## WRITTEN TASK
Copy the material from its first line through the line containing "[597,882,699,921]", keeping the request lines and shifting each bounding box coordinate by adding 133 to it.

· · · · · · ·

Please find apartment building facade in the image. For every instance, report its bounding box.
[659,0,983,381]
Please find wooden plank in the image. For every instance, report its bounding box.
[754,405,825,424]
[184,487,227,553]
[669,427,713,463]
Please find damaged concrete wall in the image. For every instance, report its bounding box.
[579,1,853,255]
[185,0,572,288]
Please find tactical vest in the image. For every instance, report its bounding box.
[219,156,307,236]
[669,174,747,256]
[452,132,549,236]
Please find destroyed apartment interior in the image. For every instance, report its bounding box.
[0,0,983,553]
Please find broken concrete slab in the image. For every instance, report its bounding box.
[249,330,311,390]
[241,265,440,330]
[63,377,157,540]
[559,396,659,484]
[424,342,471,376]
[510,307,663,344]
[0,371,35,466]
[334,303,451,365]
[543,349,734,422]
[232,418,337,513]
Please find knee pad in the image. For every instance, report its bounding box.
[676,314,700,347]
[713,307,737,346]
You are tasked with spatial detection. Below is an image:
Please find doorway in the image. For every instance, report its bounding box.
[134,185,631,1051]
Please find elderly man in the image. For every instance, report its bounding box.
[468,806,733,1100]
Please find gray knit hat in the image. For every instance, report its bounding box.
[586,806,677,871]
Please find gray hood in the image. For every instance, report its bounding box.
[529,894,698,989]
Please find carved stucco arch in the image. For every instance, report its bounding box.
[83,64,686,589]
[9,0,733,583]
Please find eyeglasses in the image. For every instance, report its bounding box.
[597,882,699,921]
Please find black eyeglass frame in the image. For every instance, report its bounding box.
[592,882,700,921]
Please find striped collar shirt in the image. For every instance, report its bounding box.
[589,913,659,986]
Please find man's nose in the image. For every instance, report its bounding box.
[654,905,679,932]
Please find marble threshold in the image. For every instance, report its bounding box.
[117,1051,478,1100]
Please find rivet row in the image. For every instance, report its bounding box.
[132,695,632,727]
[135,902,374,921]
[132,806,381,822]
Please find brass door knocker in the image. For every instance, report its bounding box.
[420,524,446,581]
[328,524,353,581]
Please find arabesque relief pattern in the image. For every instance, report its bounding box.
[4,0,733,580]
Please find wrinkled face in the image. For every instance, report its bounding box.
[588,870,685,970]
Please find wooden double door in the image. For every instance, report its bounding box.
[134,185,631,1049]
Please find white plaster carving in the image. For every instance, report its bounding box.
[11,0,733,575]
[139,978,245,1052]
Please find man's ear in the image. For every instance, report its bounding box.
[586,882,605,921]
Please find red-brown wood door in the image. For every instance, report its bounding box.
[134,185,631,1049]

· · · · · · ·

## OUTPUT FOR THIS EXERCISE
Please find apartment building facade in the image. For every instance, report its bounding box.
[792,133,1116,514]
Please find wooden plank in the image. For every instance, report its bounding box.
[887,538,958,557]
[317,620,360,686]
[802,560,846,596]
Please find damaged concrete wall in the image. For every instance, report its bounding box.
[712,134,986,388]
[318,133,705,421]
Please find tactical vest in the image. For every instance, report its bounding box.
[352,289,440,369]
[802,307,880,389]
[585,265,682,369]
Please find destroyed apartment interior in the image. For every instance, report its bounding box.
[133,133,1116,686]
Please find broken concrete slab in the image. For every instance, report its bounding box.
[382,463,444,523]
[374,398,573,463]
[196,510,290,673]
[692,529,792,617]
[557,475,604,509]
[643,440,796,477]
[133,504,168,599]
[467,436,584,498]
[676,482,867,555]
[365,551,470,646]
Please find knee pad in the image. For every instance, report its bounding box.
[809,447,833,480]
[846,440,870,479]
You are tasked with spatial detection. Below is an image:
Please find doorway in the image. For every instance, report its bounding box.
[267,318,764,1184]
Please find elderly man in the image. For every instance, report its bounding box.
[601,939,866,1233]
Please find gray knit hat in the image. For every instance, report its bounding box.
[719,939,810,1004]
Please find gray hood in the image. For every instance, report its bounding box.
[662,1027,831,1122]
Please find carved stucco arch in the image. For every instance, report its bounding box.
[216,197,819,722]
[142,133,866,716]
Please find eyeglasses in the image. For every instance, report its bounding box.
[730,1015,832,1054]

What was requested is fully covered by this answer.